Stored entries
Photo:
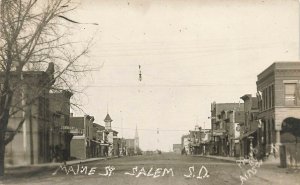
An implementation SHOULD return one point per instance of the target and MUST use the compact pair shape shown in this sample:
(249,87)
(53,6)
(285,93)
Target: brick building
(219,144)
(81,143)
(249,132)
(279,111)
(30,103)
(60,134)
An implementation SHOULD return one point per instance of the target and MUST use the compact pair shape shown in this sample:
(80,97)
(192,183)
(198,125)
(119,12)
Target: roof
(100,127)
(111,130)
(107,118)
(228,106)
(278,65)
(77,122)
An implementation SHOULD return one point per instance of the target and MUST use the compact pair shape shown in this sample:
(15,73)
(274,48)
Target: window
(290,93)
(273,96)
(270,96)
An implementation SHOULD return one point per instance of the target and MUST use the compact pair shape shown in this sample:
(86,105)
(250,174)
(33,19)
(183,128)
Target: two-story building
(233,121)
(81,143)
(279,111)
(219,143)
(112,137)
(30,113)
(60,134)
(250,132)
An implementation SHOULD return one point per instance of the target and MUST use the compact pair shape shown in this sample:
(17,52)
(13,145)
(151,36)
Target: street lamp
(251,147)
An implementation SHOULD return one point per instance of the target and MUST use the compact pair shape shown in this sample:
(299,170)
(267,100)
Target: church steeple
(108,121)
(136,133)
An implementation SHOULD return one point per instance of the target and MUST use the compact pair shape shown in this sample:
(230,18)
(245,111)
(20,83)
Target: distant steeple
(108,121)
(136,133)
(136,141)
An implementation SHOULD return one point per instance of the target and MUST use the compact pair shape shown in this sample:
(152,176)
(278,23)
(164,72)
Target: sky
(191,54)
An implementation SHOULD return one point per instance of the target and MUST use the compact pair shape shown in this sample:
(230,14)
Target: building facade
(219,127)
(30,105)
(81,143)
(250,134)
(279,111)
(59,132)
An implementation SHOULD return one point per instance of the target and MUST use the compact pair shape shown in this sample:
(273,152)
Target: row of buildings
(266,125)
(49,132)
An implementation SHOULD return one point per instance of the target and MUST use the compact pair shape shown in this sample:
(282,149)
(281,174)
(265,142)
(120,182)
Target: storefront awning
(248,134)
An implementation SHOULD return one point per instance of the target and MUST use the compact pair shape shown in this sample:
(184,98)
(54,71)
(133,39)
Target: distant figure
(183,152)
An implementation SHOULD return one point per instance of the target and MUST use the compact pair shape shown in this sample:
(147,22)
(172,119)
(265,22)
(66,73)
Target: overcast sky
(191,54)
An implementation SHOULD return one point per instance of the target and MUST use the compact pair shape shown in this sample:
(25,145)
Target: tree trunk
(2,152)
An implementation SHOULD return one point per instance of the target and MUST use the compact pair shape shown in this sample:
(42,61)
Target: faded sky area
(191,53)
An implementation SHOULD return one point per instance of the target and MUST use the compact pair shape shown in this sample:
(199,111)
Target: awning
(248,134)
(218,132)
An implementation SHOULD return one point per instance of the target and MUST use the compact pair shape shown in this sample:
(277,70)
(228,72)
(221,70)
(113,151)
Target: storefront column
(277,141)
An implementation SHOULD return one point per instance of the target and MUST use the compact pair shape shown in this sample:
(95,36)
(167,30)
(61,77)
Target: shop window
(290,93)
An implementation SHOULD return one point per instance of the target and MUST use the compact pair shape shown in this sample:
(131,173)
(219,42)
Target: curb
(49,165)
(212,157)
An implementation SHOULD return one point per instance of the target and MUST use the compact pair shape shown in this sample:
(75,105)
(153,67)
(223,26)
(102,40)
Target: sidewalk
(10,170)
(229,159)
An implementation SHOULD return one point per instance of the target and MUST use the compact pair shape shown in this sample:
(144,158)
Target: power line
(154,130)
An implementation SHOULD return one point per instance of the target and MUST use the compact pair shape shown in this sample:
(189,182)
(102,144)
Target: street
(155,169)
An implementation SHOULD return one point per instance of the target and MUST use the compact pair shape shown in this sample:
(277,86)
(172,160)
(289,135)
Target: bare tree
(33,37)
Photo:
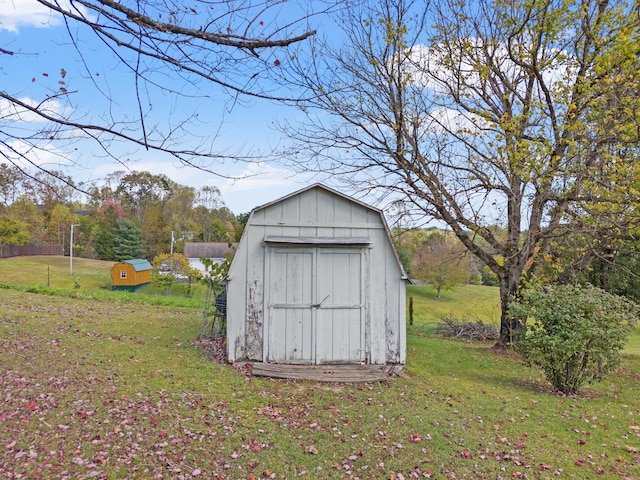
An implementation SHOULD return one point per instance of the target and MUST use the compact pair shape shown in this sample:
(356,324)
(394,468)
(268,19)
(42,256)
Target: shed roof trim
(139,264)
(305,240)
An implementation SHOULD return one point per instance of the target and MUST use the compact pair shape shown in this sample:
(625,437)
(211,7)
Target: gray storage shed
(315,280)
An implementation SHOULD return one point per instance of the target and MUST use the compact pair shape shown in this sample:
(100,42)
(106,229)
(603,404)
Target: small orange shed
(131,274)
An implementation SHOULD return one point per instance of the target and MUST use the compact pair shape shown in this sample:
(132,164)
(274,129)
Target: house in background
(214,251)
(130,275)
(316,280)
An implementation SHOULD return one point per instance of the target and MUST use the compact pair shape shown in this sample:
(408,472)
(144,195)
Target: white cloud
(15,14)
(27,155)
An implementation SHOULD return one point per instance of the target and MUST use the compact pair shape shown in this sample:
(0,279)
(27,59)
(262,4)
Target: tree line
(129,215)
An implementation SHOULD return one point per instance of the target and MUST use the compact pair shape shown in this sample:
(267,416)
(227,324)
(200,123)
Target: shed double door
(316,305)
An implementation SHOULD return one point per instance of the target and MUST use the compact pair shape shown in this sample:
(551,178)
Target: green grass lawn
(468,302)
(114,388)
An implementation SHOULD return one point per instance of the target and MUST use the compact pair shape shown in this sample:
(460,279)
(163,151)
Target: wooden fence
(23,250)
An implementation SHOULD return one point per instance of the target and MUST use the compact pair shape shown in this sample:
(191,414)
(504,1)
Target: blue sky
(44,61)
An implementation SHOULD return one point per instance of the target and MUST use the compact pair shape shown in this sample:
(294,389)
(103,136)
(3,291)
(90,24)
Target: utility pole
(71,249)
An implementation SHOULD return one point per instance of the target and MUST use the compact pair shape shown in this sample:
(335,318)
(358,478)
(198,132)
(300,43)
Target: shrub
(576,334)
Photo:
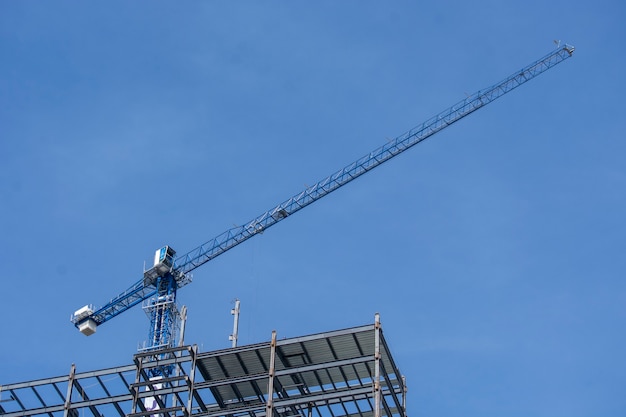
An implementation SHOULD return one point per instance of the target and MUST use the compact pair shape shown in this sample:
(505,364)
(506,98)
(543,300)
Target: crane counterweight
(157,289)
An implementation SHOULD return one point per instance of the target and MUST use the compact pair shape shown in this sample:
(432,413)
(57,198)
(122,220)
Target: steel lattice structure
(163,280)
(340,373)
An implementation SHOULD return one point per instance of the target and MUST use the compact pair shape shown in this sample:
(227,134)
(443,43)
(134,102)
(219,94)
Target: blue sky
(493,251)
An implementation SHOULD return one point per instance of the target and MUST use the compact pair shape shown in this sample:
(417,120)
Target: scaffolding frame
(342,373)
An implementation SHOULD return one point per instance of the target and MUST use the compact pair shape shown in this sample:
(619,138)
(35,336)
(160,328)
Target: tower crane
(158,287)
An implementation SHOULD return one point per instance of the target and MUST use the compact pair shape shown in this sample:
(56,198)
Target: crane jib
(237,235)
(88,318)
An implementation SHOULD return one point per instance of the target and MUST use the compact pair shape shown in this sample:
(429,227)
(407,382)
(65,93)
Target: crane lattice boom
(161,282)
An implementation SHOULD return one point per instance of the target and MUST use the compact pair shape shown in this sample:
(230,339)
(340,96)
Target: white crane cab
(163,262)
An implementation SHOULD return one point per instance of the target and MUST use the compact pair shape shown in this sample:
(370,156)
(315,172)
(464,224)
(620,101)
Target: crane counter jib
(157,288)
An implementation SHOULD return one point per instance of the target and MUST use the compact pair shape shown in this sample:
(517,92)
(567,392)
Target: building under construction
(337,374)
(340,373)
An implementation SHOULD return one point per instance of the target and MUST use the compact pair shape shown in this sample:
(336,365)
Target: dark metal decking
(340,373)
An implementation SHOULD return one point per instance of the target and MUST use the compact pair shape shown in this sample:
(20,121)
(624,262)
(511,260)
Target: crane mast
(158,287)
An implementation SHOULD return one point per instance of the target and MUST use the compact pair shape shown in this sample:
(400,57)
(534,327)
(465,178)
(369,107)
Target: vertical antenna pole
(183,322)
(235,312)
(269,408)
(377,365)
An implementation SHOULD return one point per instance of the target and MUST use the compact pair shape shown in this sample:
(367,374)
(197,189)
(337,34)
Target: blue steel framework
(341,373)
(179,274)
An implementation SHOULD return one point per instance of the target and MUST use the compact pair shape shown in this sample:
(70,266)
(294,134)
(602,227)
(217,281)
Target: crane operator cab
(163,262)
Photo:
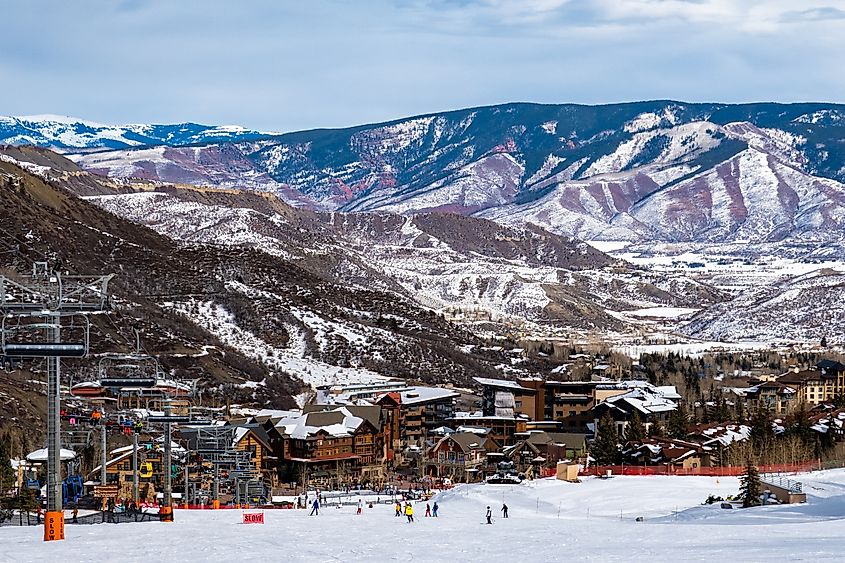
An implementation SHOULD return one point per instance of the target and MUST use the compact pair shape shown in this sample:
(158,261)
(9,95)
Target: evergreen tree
(762,433)
(749,487)
(605,448)
(801,426)
(723,413)
(7,474)
(678,425)
(658,430)
(635,429)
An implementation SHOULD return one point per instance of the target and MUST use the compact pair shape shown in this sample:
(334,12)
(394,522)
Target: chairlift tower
(35,308)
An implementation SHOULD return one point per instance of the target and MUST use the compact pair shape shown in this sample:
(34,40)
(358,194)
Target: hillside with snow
(618,519)
(645,171)
(71,133)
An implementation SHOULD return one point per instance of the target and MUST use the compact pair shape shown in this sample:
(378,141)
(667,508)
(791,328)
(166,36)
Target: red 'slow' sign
(253,517)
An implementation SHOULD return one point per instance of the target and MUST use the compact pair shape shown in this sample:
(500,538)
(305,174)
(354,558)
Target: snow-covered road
(549,521)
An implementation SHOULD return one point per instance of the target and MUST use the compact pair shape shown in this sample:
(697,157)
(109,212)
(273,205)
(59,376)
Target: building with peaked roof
(411,413)
(329,447)
(535,449)
(458,456)
(774,396)
(667,451)
(652,404)
(822,384)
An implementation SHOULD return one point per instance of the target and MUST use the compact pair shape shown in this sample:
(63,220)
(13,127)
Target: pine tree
(7,474)
(749,487)
(678,423)
(658,430)
(605,448)
(762,433)
(635,429)
(801,426)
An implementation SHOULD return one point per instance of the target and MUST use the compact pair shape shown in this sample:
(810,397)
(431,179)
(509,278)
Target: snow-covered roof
(504,383)
(339,422)
(419,395)
(41,455)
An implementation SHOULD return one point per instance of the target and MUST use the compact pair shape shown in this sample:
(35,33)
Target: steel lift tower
(35,309)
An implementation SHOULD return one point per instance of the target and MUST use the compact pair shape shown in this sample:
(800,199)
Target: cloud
(823,13)
(294,65)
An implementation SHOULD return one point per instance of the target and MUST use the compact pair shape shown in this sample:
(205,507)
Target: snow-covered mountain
(640,171)
(70,133)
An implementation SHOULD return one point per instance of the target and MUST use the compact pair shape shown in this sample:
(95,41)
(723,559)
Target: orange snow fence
(54,525)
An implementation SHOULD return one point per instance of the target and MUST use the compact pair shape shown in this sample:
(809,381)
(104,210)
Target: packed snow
(549,520)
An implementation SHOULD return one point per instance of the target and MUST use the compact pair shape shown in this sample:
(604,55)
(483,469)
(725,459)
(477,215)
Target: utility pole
(54,439)
(167,502)
(215,498)
(135,491)
(40,302)
(104,453)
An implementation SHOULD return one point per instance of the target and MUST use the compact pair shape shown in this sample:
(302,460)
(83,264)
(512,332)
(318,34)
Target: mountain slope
(244,324)
(66,133)
(586,171)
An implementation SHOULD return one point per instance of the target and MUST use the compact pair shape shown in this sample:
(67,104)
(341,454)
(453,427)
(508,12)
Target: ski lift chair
(29,335)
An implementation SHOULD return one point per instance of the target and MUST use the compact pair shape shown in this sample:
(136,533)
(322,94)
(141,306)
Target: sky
(285,65)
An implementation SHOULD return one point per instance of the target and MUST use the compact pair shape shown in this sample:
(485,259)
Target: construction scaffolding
(232,468)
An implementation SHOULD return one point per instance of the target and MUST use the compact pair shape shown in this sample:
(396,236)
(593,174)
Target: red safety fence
(548,472)
(732,471)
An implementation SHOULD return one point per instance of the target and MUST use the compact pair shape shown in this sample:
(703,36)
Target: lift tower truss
(35,309)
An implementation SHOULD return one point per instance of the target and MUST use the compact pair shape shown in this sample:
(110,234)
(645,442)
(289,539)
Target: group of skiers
(408,510)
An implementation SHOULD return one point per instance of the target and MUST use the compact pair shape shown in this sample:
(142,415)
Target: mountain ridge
(577,170)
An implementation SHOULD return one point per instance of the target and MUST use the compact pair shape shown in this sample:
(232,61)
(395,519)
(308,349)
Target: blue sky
(288,65)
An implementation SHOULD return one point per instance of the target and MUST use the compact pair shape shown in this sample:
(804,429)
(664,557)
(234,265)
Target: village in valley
(422,281)
(595,415)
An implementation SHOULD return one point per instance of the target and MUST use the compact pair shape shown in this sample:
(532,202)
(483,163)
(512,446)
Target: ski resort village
(441,295)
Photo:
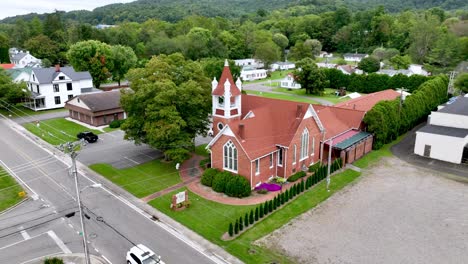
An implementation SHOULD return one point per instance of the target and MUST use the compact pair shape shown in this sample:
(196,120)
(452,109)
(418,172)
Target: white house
(279,65)
(445,137)
(23,59)
(251,74)
(356,57)
(52,87)
(252,63)
(289,82)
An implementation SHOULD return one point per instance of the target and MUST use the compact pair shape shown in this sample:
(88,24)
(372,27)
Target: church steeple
(227,99)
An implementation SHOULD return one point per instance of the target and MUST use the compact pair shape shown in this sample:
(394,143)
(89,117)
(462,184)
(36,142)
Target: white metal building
(445,137)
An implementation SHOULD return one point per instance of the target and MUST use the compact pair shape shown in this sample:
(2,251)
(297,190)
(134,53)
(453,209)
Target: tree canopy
(168,105)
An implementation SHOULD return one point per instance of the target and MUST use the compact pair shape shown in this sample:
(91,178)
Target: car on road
(89,136)
(140,254)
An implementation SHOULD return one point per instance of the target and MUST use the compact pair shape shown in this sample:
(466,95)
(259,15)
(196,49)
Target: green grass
(19,111)
(276,75)
(9,194)
(141,180)
(283,97)
(219,215)
(57,131)
(329,94)
(375,155)
(200,150)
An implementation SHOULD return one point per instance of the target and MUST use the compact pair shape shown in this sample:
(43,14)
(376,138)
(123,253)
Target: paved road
(263,88)
(114,225)
(40,117)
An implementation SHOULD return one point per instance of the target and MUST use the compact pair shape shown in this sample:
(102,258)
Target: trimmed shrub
(208,176)
(314,167)
(296,176)
(237,186)
(220,180)
(231,230)
(116,123)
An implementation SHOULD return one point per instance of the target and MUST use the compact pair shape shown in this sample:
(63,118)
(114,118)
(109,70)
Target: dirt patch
(396,213)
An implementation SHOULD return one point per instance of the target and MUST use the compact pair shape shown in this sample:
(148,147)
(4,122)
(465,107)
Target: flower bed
(271,187)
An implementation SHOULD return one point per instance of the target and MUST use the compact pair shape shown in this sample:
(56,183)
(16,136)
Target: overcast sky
(21,7)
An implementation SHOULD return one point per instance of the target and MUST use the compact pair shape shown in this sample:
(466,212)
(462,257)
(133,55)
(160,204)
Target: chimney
(299,111)
(241,131)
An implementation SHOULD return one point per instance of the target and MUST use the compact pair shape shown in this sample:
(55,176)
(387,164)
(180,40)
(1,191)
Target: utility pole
(70,149)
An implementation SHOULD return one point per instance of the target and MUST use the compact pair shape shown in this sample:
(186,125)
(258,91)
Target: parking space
(113,149)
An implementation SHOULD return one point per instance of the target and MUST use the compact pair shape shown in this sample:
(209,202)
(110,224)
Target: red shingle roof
(226,75)
(366,102)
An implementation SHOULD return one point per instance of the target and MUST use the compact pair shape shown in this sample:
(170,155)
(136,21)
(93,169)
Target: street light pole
(75,174)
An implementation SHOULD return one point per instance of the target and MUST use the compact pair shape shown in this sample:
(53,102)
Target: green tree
(168,105)
(311,78)
(10,92)
(369,64)
(268,53)
(461,82)
(43,47)
(124,59)
(93,56)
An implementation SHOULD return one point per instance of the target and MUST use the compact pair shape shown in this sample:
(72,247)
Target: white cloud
(21,7)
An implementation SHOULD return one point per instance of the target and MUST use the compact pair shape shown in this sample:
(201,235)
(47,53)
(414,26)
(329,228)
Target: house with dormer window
(261,138)
(52,87)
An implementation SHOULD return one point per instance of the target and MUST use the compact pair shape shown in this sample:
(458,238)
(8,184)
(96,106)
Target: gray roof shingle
(46,75)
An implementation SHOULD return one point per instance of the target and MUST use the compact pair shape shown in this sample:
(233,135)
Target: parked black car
(89,136)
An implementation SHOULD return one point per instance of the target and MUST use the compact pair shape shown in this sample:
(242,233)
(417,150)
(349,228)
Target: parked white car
(140,254)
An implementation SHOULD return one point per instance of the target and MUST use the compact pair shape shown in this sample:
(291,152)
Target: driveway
(396,213)
(112,149)
(405,151)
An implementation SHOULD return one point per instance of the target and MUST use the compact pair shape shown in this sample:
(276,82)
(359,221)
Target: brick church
(260,138)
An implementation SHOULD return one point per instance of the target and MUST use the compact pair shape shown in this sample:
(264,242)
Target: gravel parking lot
(396,213)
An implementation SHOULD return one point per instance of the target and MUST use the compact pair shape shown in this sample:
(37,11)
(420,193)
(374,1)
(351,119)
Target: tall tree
(311,78)
(168,105)
(123,59)
(93,56)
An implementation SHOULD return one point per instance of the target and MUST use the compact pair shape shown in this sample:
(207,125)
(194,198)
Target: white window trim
(257,166)
(304,147)
(225,167)
(294,154)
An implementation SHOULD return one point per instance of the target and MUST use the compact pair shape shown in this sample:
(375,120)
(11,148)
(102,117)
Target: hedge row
(373,82)
(269,206)
(226,182)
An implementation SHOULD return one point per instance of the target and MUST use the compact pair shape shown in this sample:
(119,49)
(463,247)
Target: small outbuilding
(96,109)
(445,137)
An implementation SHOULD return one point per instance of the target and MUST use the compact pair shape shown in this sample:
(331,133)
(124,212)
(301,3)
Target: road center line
(59,242)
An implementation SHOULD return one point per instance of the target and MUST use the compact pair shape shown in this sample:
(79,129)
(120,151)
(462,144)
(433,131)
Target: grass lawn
(221,215)
(276,75)
(57,131)
(9,190)
(141,180)
(283,97)
(375,155)
(19,110)
(329,94)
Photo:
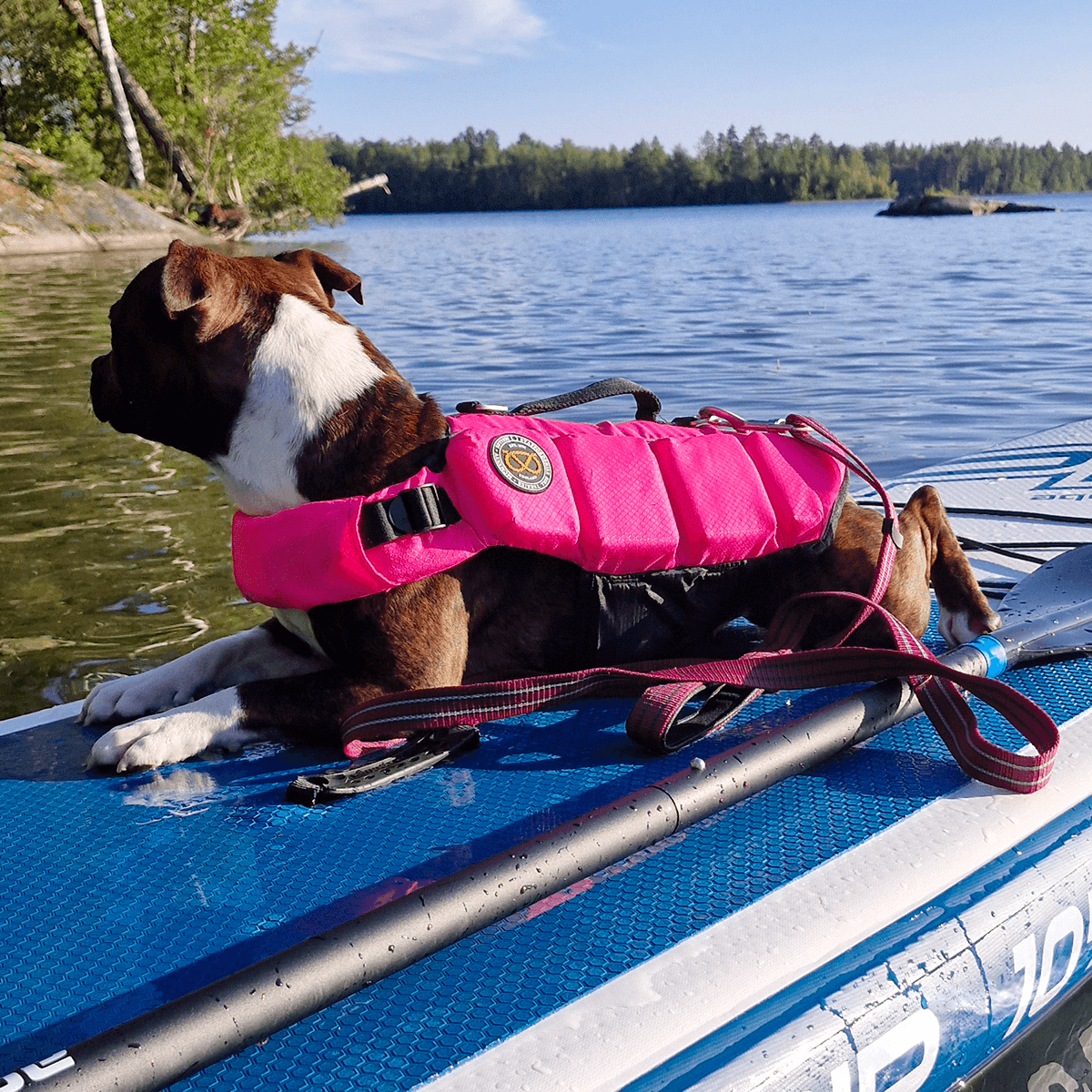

▶ **Given exercise**
Select and copy every line of the material above that contains the word "lawn". Case counts.

▶ **Task solution**
Target: green grass lawn
Target: grass lawn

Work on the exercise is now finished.